Nothing in the records below should be altered when they are retyped.
════════
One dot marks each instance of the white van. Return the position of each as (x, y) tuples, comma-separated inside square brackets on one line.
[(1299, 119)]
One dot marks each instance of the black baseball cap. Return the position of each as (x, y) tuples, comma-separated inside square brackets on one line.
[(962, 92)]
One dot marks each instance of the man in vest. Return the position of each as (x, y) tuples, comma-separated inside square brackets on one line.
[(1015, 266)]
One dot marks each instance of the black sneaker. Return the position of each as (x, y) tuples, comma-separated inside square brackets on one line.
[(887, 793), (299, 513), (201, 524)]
════════
> _REPLY_:
One dot marks each instance of the white van. Return the position of each as (x, y) tuples, comma-separated inside square brackets on one line.
[(1299, 119)]
One dot marks each instance of the black baseball cap. Return the position of each as (x, y) tuples, comma-separated inside square brackets on one line.
[(962, 92)]
One dot marks each instance of the man in vest. Return the position of each as (x, y) tuples, comma-separated inside square brackets on one line.
[(1015, 266)]
One dot marks each instance of the black sneaker. Return the position of each as (x, y) tuples, comma-separated inside square brackets on one line.
[(887, 793), (299, 513), (201, 524)]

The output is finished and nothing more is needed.